Written request a: Please recast the stretch of the records from the line containing "of the stone" through the last line of the records as a numbered list, omitting blank lines.

Given passage:

....

Energy derivatives: Energy derivatives include commodity based exchange-traded contracts and over-the-counter contracts, which consist of physical forwards, futures, and swaps that are measured at fair value on a recurring basis. The fair value amounts are presented on a gross basis and do not reflect the netting of asset and liability positions permitted under the terms of our master netting arrangements. Further, the amounts do not include cash held on deposit in margin accounts that we have received or remitted to collateralize certain derivative positions. Energy derivatives assets are reported in Other current assets and deferred charges and Regulatory assets, deferred charges, and other in the Consolidated Balance Sheet. Energy derivatives liabilities are reported in Accrued liabilities and Regulatory liabilities, deferred income, and other in the Consolidated Balance Sheet.
Reclassifications of fair value between Level 1, Level 2, and Level 3 of the fair value hierarchy, if applicable, are made at the end of each quarter. No transfers between Level 1 and Level 2 occurred during the six months ended June 30, 2017 or 2016.
Additional fair value disclosures
Other receivables:  Other receivables consist of margin deposits, which are reported in Other current assets and deferred charges in the Consolidated Balance Sheet. The disclosed fair value of our margin deposits is considered to approximate the carrying value generally due to the short-term nature of these items.
Long-term debt, including current portion: The disclosed fair value of our long-term debt is determined by a market approach using broker quoted indicative period-end bond prices. The quoted prices are based on observable transactions in less active markets for our debt or similar instruments.
Guarantees: Guarantees primarily consist of a guarantee we have provided in the event of nonpayment by our previously owned communications subsidiary, Williams Communications Group (WilTel), on a lease performance obligation that extends through 2042. Guarantees also include an indemnification related to a disposed operation.
To estimate the disclosed fair value of the WilTel guarantee, an estimated default rate is applied to the sum of the future contractual lease payments using an income approach. The estimated default rate is determined by obtaining the average cumulative issuer-weighted corporate default rate based on the credit rating of WilTel’s current owner and the term of the underlying obligation. The default rate is published by Moody’s Investors Service. The carrying value of the WilTel guarantee is reported in Accrued liabilities in the Consolidated Balance Sheet. The maximum potential undiscounted exposure is approximately $31 million at June 30, 2017. Our exposure declines systematically through the remaining term of WilTel’s obligation.
The fair value of the guarantee associated with the indemnification related to a disposed operation was estimated using an income approach that considered probability-weighted scenarios of potential levels of future performance. The terms of the indemnification do not limit the maximum potential future payments associated with the guarantee. The carrying value of this guarantee is reported in Regulatory liabilities, deferred income, and other in the Consolidated Balance Sheet.

....

Written request b: According to the fair value passage, what was the maximum potential undiscounted exposure on the WilTel guarantee at June 30, 2017?

....

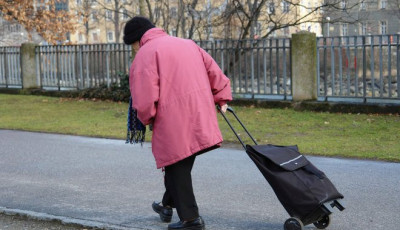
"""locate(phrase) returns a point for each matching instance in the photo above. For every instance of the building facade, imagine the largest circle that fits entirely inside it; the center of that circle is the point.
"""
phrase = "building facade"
(364, 17)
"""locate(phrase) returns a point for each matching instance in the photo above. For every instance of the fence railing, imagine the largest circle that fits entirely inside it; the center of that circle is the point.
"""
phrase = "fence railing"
(10, 69)
(356, 68)
(359, 68)
(82, 66)
(257, 68)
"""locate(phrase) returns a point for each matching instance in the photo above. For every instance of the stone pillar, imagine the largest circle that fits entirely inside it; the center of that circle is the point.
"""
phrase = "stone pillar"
(28, 66)
(304, 66)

....

Exercise response a:
1. """locate(phrase) returns a point for each matching instance in the photo above. For every instance of the stone pillar, imagine the largest circle that fits entirely inside it; the center of that circle is the point.
2. """
3. phrase = "stone pillar"
4. (28, 66)
5. (304, 66)

Exercise response b: Approximately $31 million.